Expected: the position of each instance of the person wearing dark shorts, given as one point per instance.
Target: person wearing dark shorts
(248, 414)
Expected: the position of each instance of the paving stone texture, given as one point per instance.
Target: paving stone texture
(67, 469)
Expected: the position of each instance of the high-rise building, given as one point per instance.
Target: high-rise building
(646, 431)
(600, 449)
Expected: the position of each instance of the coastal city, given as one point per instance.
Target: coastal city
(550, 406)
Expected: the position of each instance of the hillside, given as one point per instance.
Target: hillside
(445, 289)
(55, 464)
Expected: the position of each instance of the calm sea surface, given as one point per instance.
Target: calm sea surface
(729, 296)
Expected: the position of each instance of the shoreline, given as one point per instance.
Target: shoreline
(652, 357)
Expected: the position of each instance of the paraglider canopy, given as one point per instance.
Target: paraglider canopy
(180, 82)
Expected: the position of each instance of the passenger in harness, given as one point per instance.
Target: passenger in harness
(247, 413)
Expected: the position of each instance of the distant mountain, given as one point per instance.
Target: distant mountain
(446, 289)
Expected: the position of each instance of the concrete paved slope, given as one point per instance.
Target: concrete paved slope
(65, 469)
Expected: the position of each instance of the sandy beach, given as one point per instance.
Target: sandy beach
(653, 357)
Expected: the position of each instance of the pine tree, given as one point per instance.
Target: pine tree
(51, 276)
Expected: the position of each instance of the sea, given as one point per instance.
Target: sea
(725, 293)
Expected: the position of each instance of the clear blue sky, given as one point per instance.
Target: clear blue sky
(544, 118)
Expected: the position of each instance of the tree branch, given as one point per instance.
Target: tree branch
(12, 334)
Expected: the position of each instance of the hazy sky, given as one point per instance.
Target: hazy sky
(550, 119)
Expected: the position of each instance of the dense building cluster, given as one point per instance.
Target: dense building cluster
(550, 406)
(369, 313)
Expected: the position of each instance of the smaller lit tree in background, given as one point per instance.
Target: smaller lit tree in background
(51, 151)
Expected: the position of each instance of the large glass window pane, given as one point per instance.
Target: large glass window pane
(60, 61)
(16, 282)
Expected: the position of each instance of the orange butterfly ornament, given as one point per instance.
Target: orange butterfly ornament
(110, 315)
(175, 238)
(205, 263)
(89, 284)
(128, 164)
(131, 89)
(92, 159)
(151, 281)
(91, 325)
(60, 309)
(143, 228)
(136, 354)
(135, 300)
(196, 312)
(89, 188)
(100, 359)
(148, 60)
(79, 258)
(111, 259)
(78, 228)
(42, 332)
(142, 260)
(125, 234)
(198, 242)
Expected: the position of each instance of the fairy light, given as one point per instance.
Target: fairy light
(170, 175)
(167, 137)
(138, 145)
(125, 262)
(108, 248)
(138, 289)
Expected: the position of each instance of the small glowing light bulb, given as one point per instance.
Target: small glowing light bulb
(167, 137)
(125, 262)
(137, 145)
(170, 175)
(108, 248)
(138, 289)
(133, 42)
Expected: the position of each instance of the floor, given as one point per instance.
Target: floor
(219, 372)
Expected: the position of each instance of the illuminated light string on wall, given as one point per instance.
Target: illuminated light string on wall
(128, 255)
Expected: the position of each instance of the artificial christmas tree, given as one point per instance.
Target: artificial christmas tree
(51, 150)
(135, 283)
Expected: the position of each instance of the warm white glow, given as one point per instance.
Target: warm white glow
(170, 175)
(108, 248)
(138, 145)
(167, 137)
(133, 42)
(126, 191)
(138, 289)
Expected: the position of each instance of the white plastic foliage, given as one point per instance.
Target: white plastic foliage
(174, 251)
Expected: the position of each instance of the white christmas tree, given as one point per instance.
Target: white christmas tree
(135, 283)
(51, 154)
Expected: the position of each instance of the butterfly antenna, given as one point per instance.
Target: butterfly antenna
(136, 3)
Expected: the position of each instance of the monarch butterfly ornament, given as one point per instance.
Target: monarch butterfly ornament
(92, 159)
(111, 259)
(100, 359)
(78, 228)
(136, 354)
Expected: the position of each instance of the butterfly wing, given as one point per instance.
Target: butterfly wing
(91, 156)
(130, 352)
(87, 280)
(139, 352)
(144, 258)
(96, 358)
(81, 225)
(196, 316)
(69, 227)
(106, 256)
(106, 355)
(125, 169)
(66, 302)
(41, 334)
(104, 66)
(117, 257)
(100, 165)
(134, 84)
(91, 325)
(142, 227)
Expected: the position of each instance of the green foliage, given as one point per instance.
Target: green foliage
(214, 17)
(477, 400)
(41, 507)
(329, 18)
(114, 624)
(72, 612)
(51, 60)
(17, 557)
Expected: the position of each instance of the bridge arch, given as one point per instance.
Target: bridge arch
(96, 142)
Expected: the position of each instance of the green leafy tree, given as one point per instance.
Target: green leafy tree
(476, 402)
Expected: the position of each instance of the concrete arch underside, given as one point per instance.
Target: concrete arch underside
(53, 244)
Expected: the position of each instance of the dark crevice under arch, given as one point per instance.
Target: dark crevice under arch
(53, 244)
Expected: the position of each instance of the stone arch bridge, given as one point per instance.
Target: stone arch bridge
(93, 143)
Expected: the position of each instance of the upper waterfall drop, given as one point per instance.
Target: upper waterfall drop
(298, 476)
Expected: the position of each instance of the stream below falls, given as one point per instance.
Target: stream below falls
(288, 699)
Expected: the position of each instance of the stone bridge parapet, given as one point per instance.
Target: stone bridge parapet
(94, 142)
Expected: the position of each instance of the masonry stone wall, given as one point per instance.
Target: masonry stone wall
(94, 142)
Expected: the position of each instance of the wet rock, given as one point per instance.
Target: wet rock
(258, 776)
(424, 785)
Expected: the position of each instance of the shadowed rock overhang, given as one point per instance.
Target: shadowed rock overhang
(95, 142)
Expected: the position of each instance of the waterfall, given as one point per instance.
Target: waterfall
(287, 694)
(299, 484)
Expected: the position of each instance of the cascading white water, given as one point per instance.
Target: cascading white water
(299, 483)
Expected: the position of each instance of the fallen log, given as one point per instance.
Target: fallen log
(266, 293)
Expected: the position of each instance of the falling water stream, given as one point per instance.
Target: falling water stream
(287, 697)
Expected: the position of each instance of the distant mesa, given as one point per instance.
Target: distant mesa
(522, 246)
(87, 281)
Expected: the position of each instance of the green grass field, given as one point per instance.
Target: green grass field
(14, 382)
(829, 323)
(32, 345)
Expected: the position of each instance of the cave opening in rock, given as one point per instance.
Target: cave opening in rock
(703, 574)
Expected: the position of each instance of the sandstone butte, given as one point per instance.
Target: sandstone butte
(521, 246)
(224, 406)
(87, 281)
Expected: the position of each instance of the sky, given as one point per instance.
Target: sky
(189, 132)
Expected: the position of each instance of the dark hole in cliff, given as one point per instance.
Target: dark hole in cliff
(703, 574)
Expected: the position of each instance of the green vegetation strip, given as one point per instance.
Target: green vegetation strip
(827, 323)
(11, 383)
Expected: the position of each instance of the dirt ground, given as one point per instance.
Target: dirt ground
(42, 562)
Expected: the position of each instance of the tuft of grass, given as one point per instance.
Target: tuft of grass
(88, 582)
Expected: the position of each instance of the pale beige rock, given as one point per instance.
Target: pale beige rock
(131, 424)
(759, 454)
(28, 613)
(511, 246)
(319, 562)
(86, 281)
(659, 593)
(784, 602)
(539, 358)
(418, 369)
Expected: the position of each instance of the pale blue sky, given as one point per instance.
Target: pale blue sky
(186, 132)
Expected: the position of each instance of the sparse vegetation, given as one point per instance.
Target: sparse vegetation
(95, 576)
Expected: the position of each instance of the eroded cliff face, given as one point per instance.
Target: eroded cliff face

- _WHAT TO PRODUCE_: Print out each record above exactly, with nothing omitted.

- _OUTPUT FOR THIS EXERCISE_:
Expected: the position of each instance of the person wearing dark shorts, given as one point per instance.
Target: person wearing dark shorts
(248, 414)
Expected: the position of each instance of the paving stone texture, given as one point per instance.
Target: paving stone texture
(67, 469)
Expected: the position of each instance of the high-rise building, given as one point per instance.
Target: high-rise building
(646, 431)
(600, 449)
Expected: the position of each instance of the coastal city, given as one point per instance.
Target: coastal city
(550, 406)
Expected: the position of each instance of the hillside, given as one point per instance.
Target: hillside
(445, 289)
(55, 464)
Expected: the position of each instance of the calm sea surface, given as one point per instance.
Target: calm sea surface
(729, 296)
Expected: the position of each instance of the shoreline, given as one point per instance.
Target: shoreline
(652, 357)
Expected: the position of each instance of the paraglider canopy, given as one point per instance.
Target: paraglider canopy
(180, 82)
Expected: the position of each instance of the passenger in harness, given as one point per instance.
Target: passenger in harness
(247, 413)
Expected: the position of each instance of the distant mountain, given as one point per instance.
Target: distant mountain
(446, 289)
Expected: the position of each instance of the concrete paved slope, given as one point per instance.
Target: concrete paved slope
(65, 469)
Expected: the position of each instance of the sandy beach, given as one point per instance.
Target: sandy beach
(653, 357)
Expected: the position of each instance of the pine tree, given as one point per instance.
Target: pine tree
(51, 276)
Expected: the position of each instance of the sea, given as one point per instance.
Target: sea
(725, 293)
Expected: the position of each instance of the clear blue sky, given as one point per instance.
Target: clear blue sky
(544, 118)
Expected: the position of each instance of the tree branch, given as one point per instance.
Target: tree branch
(12, 334)
Expected: the position of each instance of the hazy sky, given as one point per instance.
Target: hazy sky
(550, 119)
Expected: the position of each instance of the dense building cluster, given as one point per instance.
Target: dense building cluster
(550, 406)
(369, 313)
Expected: the position of each instance of the smaller lit tree in background, given as one point per instance.
Target: smaller lit tree in background
(51, 151)
Expected: the position of each instance of the large glass window pane, given as one point per instance.
Target: large glass window pane
(60, 61)
(16, 282)
Expected: the position of each instance of the orange butterfly ornament, given as one point per instance.
Target: orange butterfly ornament
(110, 315)
(175, 238)
(205, 263)
(89, 284)
(128, 164)
(131, 89)
(92, 159)
(151, 281)
(91, 325)
(60, 309)
(143, 228)
(136, 354)
(135, 300)
(196, 312)
(89, 188)
(100, 359)
(148, 60)
(79, 258)
(111, 259)
(78, 228)
(42, 332)
(142, 260)
(125, 234)
(198, 242)
Expected: the position of each instance of the fairy light, given as one point per instance.
Target: fairy light
(170, 175)
(167, 137)
(138, 145)
(125, 262)
(108, 248)
(138, 289)
Expected: the position of each instance of the small glowing light bulb, given as one point per instance.
Target: small glowing light bulb
(167, 137)
(125, 262)
(137, 145)
(170, 175)
(108, 248)
(138, 289)
(133, 42)
Expected: the position of each instance of the floor, given as one point per instance.
Target: floor
(219, 372)
Expected: the position of each instance of the illuminated light string on wall, given as one point per instance.
Target: illuminated light string on wall
(128, 255)
Expected: the position of each instance of the artificial christmas tree, given as one point per instance.
Target: artificial christmas tree
(51, 150)
(135, 283)
Expected: the position of each instance of the warm white glow, given as one point per instance.
Target: warm white glow
(170, 175)
(108, 248)
(138, 145)
(167, 137)
(133, 42)
(126, 191)
(138, 289)
Expected: the position of each instance of the white plastic foliage, given as one point per instance.
Target: white plastic foliage
(174, 251)
Expected: the position of each instance of the white christmas tree, given as one point per instance.
Target: white christmas tree
(135, 283)
(51, 154)
Expected: the position of each instance of the butterfly antenna, given as one point per instance.
Target: butterfly antenna
(136, 3)
Expected: the position of each instance of the monarch butterfly ornament, given as one point per instance.
Target: monarch butterfly ornament
(92, 159)
(111, 259)
(100, 359)
(78, 228)
(136, 354)
Expected: the position of each instance of the butterfly wing, given as one point per instance.
Target: butterfly wing
(91, 156)
(130, 352)
(87, 280)
(139, 352)
(144, 258)
(96, 358)
(81, 225)
(196, 316)
(69, 227)
(106, 256)
(106, 355)
(125, 169)
(66, 302)
(41, 334)
(104, 66)
(117, 257)
(100, 165)
(134, 84)
(91, 325)
(142, 227)
Expected: the position of each instance of the green foliage, given as one point per instance.
Target: green foliage
(214, 17)
(477, 400)
(41, 507)
(329, 18)
(114, 624)
(72, 612)
(51, 60)
(17, 557)
Expected: the position of each instance of the bridge arch, given as one point per instance.
Target: bridge arch
(96, 142)
Expected: the position of each instance of the green leafy tree, given as one point per instance.
Target: green leafy tree
(476, 402)
Expected: the position of each instance of the concrete arch underside, given as one point per instance.
Target: concrete arch underside
(53, 244)
Expected: the position of each instance of the dark crevice under arch, given as one point per instance.
Target: dark crevice under arch
(53, 244)
Expected: the position of each instance of the stone arch bridge, given as one point per instance.
Target: stone arch bridge
(93, 143)
Expected: the position of each instance of the upper waterfall drop, given as one point per instance.
Target: upper waterfall drop
(298, 476)
Expected: the position of each instance of the stream below falls, given as one point per instance.
Target: stream below falls
(288, 699)
Expected: the position of each instance of the stone bridge parapet, given as one point per instance.
Target: stone bridge parapet
(94, 142)
Expected: the position of each instance of the masonry stone wall, given as one point per instance.
Target: masonry stone wall
(94, 142)
Expected: the position of each instance of the wet rock, given as one point per instance.
Target: wet rock
(258, 776)
(424, 785)
Expected: the position of each instance of the shadowed rock overhang, given as one point per instance.
Target: shadowed rock overhang
(95, 142)
Expected: the position of each instance of the waterfall, given as one point per instance.
Target: waterfall
(287, 694)
(299, 484)
Expected: the position of each instance of the cascading white water, given as one point per instance.
Target: cascading white water
(299, 483)
Expected: the position of each instance of the fallen log, given as one point per instance.
Target: fallen log
(266, 293)
Expected: the position of each instance of the falling water stream, given as one point per instance.
Target: falling water stream
(287, 697)
Expected: the position of each instance of the distant mesa, given as one point per instance.
Target: distant mesa
(522, 246)
(87, 281)
Expected: the position of each instance of the green grass field, given as one point per instance.
Target: green grass field
(14, 382)
(829, 323)
(32, 345)
Expected: the position of each instance of the cave opening in rock, given as one point per instance.
Target: cave opening in rock
(703, 574)
Expected: the position of each instance of the sandstone butte, given as one point per instance.
Target: sandstone butte
(521, 246)
(224, 406)
(87, 281)
Expected: the position of each instance of the sky, given as one point per instance.
Target: sky
(189, 132)
Expected: the position of each instance of the dark hole in cliff, given as one point per instance.
Target: dark hole in cliff
(703, 574)
Expected: the position of each instance of the green vegetation strip, given as one point per instance.
Target: green vegetation strip
(827, 323)
(11, 383)
Expected: the position of each instance of the dirt ground, given as one point per instance.
Target: dirt ground
(42, 562)
Expected: the position of each instance of the tuft of grass, given as one point per instance.
Target: tuft of grass
(88, 582)
Expected: the position of each instance of the pale beige rock, given as one point per instance.
Target: pale beige rock
(131, 424)
(759, 454)
(28, 613)
(511, 246)
(319, 562)
(86, 281)
(659, 593)
(784, 602)
(539, 358)
(418, 369)
Expected: the position of each instance of the pale blue sky, given as one point per instance.
Target: pale blue sky
(186, 132)
Expected: the position of each instance of the sparse vegetation, given as one point per instance.
Target: sparse vegetation
(95, 576)
Expected: the position of each instance of the eroded cliff face, given as one point per instance.
Target: eroded cliff face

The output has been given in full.